Object detection data

---*---

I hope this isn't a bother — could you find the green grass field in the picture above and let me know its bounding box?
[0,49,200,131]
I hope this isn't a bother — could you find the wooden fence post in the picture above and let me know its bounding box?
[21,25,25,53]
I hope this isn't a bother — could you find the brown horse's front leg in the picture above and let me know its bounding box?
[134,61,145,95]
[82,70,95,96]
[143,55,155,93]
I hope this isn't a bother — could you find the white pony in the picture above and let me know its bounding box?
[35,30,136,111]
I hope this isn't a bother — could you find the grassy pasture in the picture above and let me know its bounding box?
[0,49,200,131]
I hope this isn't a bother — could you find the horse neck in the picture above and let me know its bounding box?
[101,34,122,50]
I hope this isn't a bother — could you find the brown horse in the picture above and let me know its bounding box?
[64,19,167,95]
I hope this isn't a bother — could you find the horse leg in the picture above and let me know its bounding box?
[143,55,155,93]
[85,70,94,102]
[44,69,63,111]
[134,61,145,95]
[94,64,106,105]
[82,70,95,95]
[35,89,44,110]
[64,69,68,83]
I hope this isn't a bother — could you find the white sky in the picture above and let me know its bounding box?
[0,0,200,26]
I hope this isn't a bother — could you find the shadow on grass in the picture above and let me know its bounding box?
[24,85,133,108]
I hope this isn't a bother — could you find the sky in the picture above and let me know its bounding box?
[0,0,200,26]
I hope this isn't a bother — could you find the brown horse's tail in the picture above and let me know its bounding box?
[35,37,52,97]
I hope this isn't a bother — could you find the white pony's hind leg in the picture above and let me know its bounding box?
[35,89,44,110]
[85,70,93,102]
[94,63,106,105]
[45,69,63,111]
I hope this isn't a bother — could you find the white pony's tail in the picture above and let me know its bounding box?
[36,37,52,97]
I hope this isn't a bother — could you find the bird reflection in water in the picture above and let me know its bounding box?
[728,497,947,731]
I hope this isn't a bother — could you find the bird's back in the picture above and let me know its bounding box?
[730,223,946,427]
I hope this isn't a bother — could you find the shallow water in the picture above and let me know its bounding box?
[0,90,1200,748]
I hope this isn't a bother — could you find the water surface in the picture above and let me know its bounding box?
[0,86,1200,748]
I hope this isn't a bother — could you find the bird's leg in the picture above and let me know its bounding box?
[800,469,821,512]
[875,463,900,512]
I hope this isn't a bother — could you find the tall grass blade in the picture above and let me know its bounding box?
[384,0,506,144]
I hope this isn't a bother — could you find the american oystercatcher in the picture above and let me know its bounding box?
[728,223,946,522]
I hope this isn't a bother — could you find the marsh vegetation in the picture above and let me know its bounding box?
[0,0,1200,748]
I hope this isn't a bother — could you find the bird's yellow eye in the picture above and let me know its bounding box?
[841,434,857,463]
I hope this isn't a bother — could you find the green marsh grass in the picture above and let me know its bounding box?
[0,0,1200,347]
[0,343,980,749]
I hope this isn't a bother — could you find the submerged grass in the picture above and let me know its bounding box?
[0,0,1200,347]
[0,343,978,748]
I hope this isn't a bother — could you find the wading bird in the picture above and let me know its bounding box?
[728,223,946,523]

---*---

→ **Prompt**: Rewrite every row above as a numbered list, dropping any blank lines.

→ **Result**:
1. I hope this isn't a bother — could you find the green grass field in the picture above and let me know its bounding box?
2. [0,49,200,131]
3. I hope this isn't a bother — could you find the wooden fence post in the picture above and let me know its bounding box?
4. [21,25,25,53]
5. I hope this isn't a bother — could you find the brown horse's front leg in the picture above and let me know its bounding box?
6. [134,61,145,95]
7. [82,70,95,96]
8. [143,55,155,93]
9. I hope this isn't a bother — could you find the white pony in the picture above and let me know its bounding box?
10. [35,30,136,111]
11. I hope this isn't a bother — could you find the grassy pasture in the picture above and let me know its bounding box?
12. [0,49,200,131]
13. I hope this isn't a bother — could you find the horse neck in the picture above and let me know its bounding box?
14. [101,34,122,50]
15. I hope this isn't a bother — could you find the brown horse in the picture above and let me know its bounding box?
16. [64,19,167,95]
17. I hope this isn't a bother — could you find the horse leg in the picture above and let me know its bounding box?
18. [143,55,155,93]
19. [85,70,94,102]
20. [44,69,63,111]
21. [134,61,145,95]
22. [94,64,106,105]
23. [82,70,95,95]
24. [35,89,44,110]
25. [64,69,68,83]
26. I hope this isn't a bother — could you find the white sky in the picture above and let me know its bounding box?
27. [0,0,200,26]
28. I hope this isn't a bother — could you find the shadow on grass in the picture above and let me know its bounding box?
29. [24,85,133,108]
30. I hope this isn't a bother — could you find the sky in the picture above and let me know its bounding box?
31. [0,0,200,26]
32. I hope this isn't a bother — could you find the brown horse's tail in the picture above and let me know its bounding box?
33. [35,37,52,97]
34. I hope this isn't a bother — could you find the white pony's hind leg in the picture above and let me know its bounding box?
35. [35,89,44,110]
36. [85,70,93,102]
37. [94,63,106,105]
38. [45,69,63,111]
39. I hope this isn't a bother — could you find the white pony's tail in the picture above and let me know its bounding box?
40. [36,37,52,97]
41. I hope this isn't a bother — could you find the bird reflection in water in the picture above and let me know its bounding box?
42. [728,497,947,731]
43. I hope this isn't a bother — could you find the bird's back in the picture above and let me know its bounding box?
44. [730,223,946,427]
45. I hope this isn't a bother — could you find the shallow water in the picture above and let me know its bounding box?
46. [0,90,1200,748]
47. I hope this isn't a bother — could you find the water surface in the picture above and let me know its bounding box?
48. [0,86,1200,748]
49. I hope this isn't a bother — could you find the bird's leg in the picture above and let me know its bounding box?
50. [800,469,821,512]
51. [875,463,900,512]
52. I hope this isn't a bother — could you find the tall grass blade in the picture above and let me know its bounding box?
53. [384,0,506,144]
54. I hope this isn't a bother — could you find the american oystercatcher in the picture above and let me know its bounding box?
55. [728,223,946,522]
56. I hope this isn't a bother — could you find the marsh vegetation in the picture above and let me know its bounding box?
57. [0,0,1200,748]
58. I hope this isn't a bother — could you find the bird's yellow eye in the picture above and let me know its bounding box?
59. [841,434,857,463]
60. I hope this isn't a bother — could you find the green marsh grass in the picture above and let me know its bounding box?
61. [0,0,1200,347]
62. [0,343,980,749]
63. I hope this isn't a bother — could you find the submerged grass in the picture above and let me know its bounding box?
64. [0,0,1200,347]
65. [0,343,978,748]
66. I hope this isn't a bother — could you find the wading bird in the picture above and let me know its bounding box?
67. [728,223,946,523]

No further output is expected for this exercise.